(Location identification entries)
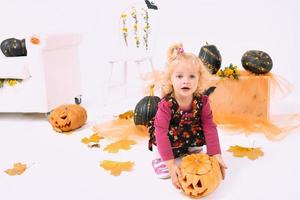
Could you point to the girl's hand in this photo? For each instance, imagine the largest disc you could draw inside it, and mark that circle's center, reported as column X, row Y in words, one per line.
column 174, row 172
column 221, row 163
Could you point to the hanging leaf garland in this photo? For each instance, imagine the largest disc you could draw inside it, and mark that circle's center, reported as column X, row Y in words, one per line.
column 18, row 169
column 137, row 25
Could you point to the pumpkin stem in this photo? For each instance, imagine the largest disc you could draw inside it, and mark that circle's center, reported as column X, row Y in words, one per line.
column 152, row 90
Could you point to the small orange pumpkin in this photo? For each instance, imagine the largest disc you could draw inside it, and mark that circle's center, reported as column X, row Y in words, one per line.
column 200, row 175
column 67, row 117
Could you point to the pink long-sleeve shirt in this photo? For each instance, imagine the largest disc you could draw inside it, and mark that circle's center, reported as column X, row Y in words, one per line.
column 162, row 122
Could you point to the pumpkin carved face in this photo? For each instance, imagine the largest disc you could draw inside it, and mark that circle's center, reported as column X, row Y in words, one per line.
column 67, row 117
column 200, row 175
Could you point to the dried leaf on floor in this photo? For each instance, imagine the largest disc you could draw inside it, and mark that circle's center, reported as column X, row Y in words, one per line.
column 17, row 169
column 126, row 115
column 94, row 138
column 251, row 153
column 116, row 168
column 121, row 144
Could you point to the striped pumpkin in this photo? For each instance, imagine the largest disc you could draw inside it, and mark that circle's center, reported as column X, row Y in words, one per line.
column 146, row 108
column 257, row 62
column 211, row 57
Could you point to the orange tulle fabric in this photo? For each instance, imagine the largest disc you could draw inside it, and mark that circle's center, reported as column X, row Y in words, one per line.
column 243, row 105
column 121, row 129
column 249, row 104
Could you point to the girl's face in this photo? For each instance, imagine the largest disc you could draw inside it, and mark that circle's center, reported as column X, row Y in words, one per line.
column 185, row 79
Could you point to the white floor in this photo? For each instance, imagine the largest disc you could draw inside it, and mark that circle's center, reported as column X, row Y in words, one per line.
column 61, row 167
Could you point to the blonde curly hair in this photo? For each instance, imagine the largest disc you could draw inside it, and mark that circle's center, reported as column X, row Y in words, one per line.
column 175, row 56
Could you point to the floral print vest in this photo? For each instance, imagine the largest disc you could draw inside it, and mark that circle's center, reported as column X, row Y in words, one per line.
column 185, row 127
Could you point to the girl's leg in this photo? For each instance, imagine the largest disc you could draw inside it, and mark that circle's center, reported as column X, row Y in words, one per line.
column 159, row 165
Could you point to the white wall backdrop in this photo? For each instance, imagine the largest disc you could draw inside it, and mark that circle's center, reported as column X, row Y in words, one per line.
column 234, row 26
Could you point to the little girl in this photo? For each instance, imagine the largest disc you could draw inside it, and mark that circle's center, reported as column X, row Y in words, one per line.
column 184, row 119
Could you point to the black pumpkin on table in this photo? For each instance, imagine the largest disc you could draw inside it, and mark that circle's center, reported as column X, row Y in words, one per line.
column 211, row 57
column 13, row 47
column 146, row 108
column 257, row 62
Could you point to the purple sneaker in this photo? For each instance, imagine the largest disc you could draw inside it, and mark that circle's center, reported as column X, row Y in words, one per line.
column 160, row 169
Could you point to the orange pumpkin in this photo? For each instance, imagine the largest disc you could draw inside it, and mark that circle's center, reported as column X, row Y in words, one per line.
column 67, row 117
column 200, row 175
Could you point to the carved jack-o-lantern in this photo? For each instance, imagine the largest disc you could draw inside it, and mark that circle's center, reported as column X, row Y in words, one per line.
column 67, row 117
column 200, row 175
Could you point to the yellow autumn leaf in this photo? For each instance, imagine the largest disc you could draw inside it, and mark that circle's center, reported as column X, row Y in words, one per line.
column 121, row 144
column 17, row 169
column 251, row 153
column 85, row 140
column 126, row 115
column 116, row 168
column 95, row 138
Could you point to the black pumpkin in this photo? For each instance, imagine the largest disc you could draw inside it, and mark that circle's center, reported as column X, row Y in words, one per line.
column 257, row 62
column 211, row 57
column 12, row 47
column 145, row 110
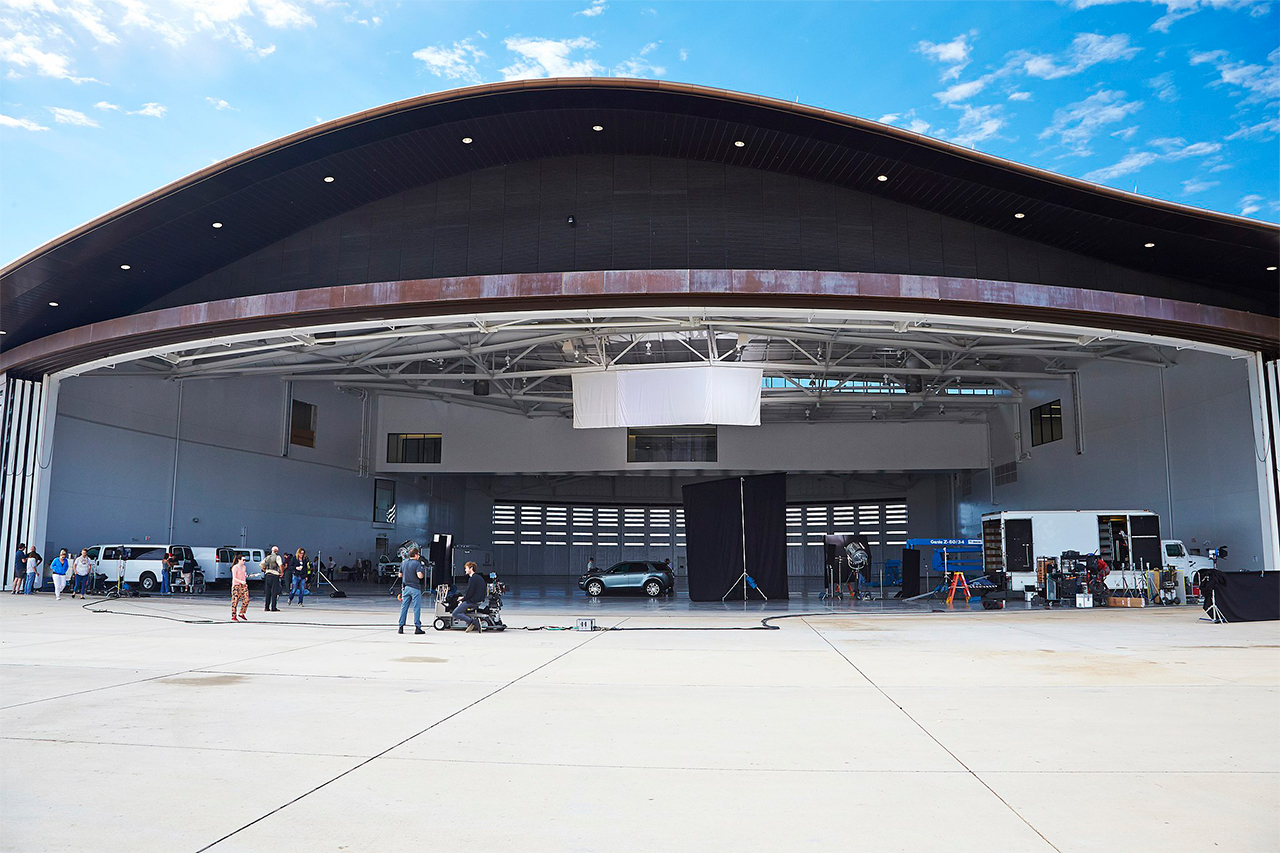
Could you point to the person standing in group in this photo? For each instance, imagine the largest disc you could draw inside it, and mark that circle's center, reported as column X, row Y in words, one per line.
column 19, row 569
column 33, row 561
column 81, row 566
column 59, row 568
column 240, row 589
column 301, row 568
column 412, row 574
column 272, row 571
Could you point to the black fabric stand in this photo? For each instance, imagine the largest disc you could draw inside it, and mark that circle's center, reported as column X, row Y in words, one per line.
column 1243, row 596
column 714, row 516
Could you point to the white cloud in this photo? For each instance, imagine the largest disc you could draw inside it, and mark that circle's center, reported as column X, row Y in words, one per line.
column 282, row 14
column 551, row 58
column 1075, row 124
column 22, row 124
column 458, row 60
column 1197, row 185
column 1164, row 87
column 1264, row 128
column 905, row 119
column 72, row 117
column 27, row 51
column 1087, row 50
column 155, row 110
column 1128, row 164
column 954, row 54
column 964, row 91
column 640, row 67
column 977, row 124
column 1256, row 82
column 1178, row 9
column 1175, row 147
column 1170, row 149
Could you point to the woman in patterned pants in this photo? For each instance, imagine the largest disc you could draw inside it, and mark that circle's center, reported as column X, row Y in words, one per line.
column 240, row 589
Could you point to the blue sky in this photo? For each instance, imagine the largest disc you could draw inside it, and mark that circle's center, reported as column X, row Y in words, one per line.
column 105, row 100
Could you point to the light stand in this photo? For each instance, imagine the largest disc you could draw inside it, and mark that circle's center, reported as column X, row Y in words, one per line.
column 1212, row 612
column 324, row 578
column 745, row 579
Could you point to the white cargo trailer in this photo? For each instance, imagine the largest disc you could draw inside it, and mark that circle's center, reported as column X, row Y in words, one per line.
column 1011, row 542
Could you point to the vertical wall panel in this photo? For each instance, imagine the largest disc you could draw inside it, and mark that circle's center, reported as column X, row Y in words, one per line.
column 707, row 215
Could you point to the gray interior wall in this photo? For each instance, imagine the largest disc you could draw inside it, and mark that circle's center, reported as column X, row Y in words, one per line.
column 113, row 469
column 1211, row 492
column 927, row 496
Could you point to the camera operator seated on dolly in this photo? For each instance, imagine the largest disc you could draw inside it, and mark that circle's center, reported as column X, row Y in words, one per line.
column 479, row 606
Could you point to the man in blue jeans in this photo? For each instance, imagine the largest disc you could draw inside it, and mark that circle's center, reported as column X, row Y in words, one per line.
column 412, row 575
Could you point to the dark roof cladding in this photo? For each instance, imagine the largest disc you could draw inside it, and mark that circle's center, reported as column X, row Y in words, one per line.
column 138, row 254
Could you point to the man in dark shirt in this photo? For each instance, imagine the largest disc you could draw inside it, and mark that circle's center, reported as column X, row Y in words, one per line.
column 475, row 594
column 412, row 575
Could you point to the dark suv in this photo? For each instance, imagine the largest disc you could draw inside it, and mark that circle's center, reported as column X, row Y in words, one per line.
column 652, row 578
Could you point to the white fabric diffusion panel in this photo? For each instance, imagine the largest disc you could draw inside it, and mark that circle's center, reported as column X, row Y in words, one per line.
column 667, row 397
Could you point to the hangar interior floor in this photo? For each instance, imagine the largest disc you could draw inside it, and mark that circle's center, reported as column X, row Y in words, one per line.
column 1073, row 730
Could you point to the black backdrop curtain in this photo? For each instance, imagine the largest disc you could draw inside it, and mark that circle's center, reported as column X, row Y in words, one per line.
column 1242, row 596
column 713, row 530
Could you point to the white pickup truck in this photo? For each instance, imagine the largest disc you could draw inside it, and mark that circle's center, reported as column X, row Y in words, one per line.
column 1175, row 556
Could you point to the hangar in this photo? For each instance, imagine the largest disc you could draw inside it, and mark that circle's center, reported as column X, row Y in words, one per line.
column 371, row 331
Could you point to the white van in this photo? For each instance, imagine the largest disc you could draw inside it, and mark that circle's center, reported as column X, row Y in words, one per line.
column 140, row 564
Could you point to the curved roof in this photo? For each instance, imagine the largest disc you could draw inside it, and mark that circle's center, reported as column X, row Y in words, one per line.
column 275, row 190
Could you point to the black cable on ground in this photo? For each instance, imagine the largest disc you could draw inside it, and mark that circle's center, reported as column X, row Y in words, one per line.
column 766, row 624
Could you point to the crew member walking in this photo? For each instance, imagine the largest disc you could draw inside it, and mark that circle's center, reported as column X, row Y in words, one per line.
column 240, row 589
column 59, row 568
column 19, row 569
column 82, row 566
column 412, row 574
column 33, row 561
column 272, row 571
column 301, row 568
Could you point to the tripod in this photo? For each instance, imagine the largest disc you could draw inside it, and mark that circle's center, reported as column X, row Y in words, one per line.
column 1212, row 612
column 745, row 579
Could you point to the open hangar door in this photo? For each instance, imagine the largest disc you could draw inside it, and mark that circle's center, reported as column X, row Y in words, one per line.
column 1032, row 415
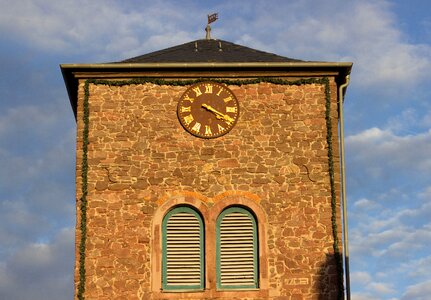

▶ Set task
Copy out the lines above word for word, starting with the line that contains "Could you point to the blue" and going on through the line that contains "column 138, row 254".

▶ Response to this exercise
Could you point to the blue sky in this photo? For each instance, imagine the largest disc you could draw inside it, and mark that circle's center, reported as column X, row Y in words, one per line.
column 105, row 100
Could you point to the light stand in this photo? For each instance, imagine the largest disc you could draw inside it, and mark that circle's center, reported as column X, row Y in words, one per line.
column 1212, row 612
column 324, row 578
column 745, row 579
Could you point to the white cargo trailer in this photo? For each instance, imagine the largest disc you could draw inside it, and mark that circle's center, reported as column X, row Y in words, one per line.
column 1011, row 542
Could you point to the vertical wall panel in this photo? For each instance, imagine the largest disc you could draw inside it, and mark that circle's center, reported as column X, row Y in words, one per line.
column 707, row 215
Could you point to the gray interior wall in this photo? For each instance, imagine the largest disc you could draw inside it, and mark that circle's center, reported as column X, row Y in words, one per line.
column 113, row 469
column 1211, row 492
column 927, row 496
Could you point to the camera operator seated on dolly in this photo? For each instance, imagine the largest disc you could draw inside it, and mark that circle's center, reported as column X, row Y in words, one per line.
column 479, row 606
Could you point to the man in blue jeans in this photo? For each instance, imagine the largest disc you could draw inside it, and mark that circle's center, reported as column X, row Y in words, one per line.
column 412, row 575
Could you point to the dark roof cladding in this photo? For each instance, imagine the largest disc you could draw inside it, and mark that circle's center, reported as column X, row Y in words, one per line.
column 138, row 254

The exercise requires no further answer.